[Position identification records]
* * * * * * *
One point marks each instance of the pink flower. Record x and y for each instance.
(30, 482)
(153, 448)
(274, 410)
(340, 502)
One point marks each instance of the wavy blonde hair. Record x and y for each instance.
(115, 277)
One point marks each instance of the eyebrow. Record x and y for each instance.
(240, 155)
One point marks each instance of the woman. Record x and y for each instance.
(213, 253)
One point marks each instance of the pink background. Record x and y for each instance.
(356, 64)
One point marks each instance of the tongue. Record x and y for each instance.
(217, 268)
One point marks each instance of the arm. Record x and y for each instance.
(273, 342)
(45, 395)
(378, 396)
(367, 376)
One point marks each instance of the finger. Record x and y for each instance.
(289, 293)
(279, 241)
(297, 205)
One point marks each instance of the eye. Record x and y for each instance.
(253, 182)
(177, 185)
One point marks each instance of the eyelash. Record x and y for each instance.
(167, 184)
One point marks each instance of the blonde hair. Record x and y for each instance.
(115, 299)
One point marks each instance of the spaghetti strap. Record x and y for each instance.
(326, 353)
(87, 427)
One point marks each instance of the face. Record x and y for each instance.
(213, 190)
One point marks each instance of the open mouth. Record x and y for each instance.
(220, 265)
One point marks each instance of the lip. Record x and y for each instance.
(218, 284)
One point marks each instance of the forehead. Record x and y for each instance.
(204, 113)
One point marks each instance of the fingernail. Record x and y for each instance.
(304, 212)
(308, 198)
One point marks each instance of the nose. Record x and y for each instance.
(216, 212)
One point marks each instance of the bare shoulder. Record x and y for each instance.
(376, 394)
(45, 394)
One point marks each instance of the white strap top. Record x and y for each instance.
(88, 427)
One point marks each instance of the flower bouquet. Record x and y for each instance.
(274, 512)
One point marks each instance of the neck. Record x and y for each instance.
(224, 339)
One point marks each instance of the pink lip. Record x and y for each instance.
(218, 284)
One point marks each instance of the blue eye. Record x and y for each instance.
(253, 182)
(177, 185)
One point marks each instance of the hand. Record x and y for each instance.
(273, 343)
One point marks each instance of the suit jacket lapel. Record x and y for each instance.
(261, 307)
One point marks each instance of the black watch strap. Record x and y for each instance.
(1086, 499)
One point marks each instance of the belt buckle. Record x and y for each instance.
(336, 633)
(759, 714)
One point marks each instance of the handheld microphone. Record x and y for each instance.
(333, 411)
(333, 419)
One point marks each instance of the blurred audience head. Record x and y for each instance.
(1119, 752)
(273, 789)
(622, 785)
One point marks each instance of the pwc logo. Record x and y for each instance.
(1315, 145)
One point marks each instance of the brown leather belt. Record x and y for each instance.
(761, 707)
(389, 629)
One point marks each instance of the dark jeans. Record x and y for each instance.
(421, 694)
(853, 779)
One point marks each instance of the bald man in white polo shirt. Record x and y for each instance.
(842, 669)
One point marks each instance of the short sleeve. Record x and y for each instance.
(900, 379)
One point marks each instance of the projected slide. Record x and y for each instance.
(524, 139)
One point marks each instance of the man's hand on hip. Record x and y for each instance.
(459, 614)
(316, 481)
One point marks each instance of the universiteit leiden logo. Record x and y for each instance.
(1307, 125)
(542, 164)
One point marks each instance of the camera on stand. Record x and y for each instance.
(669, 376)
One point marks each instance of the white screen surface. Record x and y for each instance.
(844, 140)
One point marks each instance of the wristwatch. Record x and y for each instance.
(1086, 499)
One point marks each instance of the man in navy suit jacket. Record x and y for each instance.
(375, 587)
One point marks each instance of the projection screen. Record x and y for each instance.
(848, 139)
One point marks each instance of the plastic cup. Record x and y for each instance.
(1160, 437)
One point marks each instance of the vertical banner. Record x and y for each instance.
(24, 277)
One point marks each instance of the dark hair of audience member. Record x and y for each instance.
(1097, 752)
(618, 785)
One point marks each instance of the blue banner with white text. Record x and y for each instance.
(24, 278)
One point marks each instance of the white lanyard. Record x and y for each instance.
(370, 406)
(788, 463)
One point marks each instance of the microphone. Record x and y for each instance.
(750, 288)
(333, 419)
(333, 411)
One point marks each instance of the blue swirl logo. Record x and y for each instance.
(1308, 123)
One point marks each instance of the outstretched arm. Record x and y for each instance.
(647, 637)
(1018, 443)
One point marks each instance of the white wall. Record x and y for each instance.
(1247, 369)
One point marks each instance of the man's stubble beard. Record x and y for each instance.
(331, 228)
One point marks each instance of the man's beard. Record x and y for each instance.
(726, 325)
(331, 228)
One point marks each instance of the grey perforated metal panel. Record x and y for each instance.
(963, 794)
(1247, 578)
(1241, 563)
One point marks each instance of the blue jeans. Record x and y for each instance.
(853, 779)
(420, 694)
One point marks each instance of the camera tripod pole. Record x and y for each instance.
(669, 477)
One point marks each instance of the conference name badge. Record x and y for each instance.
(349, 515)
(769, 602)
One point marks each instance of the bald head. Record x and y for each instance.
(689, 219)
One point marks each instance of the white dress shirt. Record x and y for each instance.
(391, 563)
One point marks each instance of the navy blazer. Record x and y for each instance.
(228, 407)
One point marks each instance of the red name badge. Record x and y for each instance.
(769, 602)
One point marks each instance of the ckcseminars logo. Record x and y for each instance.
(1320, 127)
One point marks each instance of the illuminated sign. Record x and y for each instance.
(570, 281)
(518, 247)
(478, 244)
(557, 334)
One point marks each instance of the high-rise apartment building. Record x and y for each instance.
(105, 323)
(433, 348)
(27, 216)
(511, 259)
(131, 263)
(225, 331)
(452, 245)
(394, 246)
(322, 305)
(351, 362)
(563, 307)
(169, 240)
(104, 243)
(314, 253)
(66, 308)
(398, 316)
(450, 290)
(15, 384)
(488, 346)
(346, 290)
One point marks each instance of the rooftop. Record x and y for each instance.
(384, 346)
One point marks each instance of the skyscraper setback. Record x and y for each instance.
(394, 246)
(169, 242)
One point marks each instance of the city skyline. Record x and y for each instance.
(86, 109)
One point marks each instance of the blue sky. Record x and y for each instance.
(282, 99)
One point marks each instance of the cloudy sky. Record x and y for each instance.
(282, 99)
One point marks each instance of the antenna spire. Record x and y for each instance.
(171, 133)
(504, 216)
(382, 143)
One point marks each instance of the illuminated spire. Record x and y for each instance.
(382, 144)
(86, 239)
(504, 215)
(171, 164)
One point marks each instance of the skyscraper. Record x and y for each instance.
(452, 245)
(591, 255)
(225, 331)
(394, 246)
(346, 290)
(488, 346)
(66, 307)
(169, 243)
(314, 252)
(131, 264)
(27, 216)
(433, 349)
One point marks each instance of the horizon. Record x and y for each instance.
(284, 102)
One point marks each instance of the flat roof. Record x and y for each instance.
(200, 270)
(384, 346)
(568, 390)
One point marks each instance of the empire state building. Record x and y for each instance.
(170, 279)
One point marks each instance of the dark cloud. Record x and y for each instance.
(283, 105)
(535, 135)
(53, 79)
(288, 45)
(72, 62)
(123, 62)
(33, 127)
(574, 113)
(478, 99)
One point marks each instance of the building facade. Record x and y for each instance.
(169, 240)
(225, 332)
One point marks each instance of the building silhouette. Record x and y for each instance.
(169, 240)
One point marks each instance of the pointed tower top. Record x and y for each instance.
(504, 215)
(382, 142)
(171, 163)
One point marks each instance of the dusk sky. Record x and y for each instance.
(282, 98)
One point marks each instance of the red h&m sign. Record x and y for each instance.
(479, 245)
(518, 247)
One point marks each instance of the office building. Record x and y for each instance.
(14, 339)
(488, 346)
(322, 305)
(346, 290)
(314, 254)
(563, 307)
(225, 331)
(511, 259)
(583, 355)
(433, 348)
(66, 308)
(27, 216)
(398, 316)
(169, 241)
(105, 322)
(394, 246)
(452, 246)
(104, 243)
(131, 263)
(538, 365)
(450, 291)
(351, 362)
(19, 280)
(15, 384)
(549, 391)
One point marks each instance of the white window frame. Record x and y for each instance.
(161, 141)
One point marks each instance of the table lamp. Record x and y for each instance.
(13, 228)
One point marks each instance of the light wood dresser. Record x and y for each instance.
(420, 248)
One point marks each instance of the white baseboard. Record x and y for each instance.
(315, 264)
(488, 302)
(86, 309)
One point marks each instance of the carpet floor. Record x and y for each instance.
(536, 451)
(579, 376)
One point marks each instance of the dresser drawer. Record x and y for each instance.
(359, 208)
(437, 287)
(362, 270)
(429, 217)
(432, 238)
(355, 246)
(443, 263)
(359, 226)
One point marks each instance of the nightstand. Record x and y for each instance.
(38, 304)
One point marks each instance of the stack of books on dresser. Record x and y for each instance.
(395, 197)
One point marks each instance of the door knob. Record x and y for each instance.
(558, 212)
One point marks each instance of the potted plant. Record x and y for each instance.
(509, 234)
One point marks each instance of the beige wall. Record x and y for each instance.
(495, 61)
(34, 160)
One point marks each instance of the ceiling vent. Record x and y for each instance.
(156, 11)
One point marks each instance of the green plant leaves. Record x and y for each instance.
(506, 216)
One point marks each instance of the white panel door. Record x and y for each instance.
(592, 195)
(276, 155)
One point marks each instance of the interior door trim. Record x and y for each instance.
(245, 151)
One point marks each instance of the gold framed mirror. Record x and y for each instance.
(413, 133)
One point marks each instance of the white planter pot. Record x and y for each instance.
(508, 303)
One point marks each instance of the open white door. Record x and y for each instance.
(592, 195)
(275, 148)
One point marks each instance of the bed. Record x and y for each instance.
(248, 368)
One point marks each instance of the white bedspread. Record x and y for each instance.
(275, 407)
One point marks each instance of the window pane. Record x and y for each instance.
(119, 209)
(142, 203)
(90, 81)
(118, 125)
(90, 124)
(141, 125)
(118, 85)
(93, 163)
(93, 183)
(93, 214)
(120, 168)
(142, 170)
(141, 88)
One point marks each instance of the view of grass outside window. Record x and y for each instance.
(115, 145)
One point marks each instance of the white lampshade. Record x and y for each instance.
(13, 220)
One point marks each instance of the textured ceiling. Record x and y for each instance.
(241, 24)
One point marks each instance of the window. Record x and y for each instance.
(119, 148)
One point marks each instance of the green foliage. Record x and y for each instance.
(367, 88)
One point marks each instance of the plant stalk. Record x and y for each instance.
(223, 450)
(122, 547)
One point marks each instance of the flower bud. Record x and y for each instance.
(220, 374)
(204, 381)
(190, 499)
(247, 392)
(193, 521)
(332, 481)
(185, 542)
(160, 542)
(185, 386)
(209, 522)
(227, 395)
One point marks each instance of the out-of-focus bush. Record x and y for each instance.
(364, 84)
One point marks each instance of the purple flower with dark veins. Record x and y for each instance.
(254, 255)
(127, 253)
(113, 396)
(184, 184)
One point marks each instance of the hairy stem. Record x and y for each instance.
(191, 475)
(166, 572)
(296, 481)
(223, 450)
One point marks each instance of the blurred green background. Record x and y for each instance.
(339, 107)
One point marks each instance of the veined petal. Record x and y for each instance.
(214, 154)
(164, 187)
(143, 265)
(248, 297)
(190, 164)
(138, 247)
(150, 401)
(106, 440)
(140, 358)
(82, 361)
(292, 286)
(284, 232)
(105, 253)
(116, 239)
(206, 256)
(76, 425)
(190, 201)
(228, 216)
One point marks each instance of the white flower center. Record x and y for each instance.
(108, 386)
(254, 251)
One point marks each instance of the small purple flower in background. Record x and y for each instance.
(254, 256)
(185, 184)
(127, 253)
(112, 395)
* * * * * * *
What is expected:
Output the lines of the records above as a JSON list of strings, one string per line and no blank lines. Start at the line that contains "One point marks each instance of the purple" and include everything through the end of the records.

Solution to this exercise:
[
  "One point marks each instance of the purple flower with dark veins. Record x and y for each instance.",
  "(254, 255)",
  "(127, 253)",
  "(113, 396)",
  "(184, 184)",
  "One point marks each instance of the hairy stem. Record x and y for each instance.",
  "(191, 475)",
  "(166, 572)",
  "(296, 481)",
  "(223, 450)",
  "One point marks each instance of the blurred green background. Record x and y for each instance.",
  "(339, 107)",
  "One point marks each instance of the veined petal. Record x and y for each instance.",
  "(214, 154)",
  "(164, 187)",
  "(143, 265)",
  "(248, 297)",
  "(190, 164)",
  "(138, 247)",
  "(150, 401)",
  "(106, 440)",
  "(140, 358)",
  "(82, 361)",
  "(292, 286)",
  "(284, 232)",
  "(105, 253)",
  "(116, 239)",
  "(206, 256)",
  "(76, 425)",
  "(190, 201)",
  "(228, 216)",
  "One point marks each instance of the white flower center. Record x and y for each instance.",
  "(108, 386)",
  "(254, 251)",
  "One point marks each instance of the small purple flower in background. Record x and y for each instance.",
  "(254, 256)",
  "(185, 184)",
  "(127, 253)",
  "(112, 395)"
]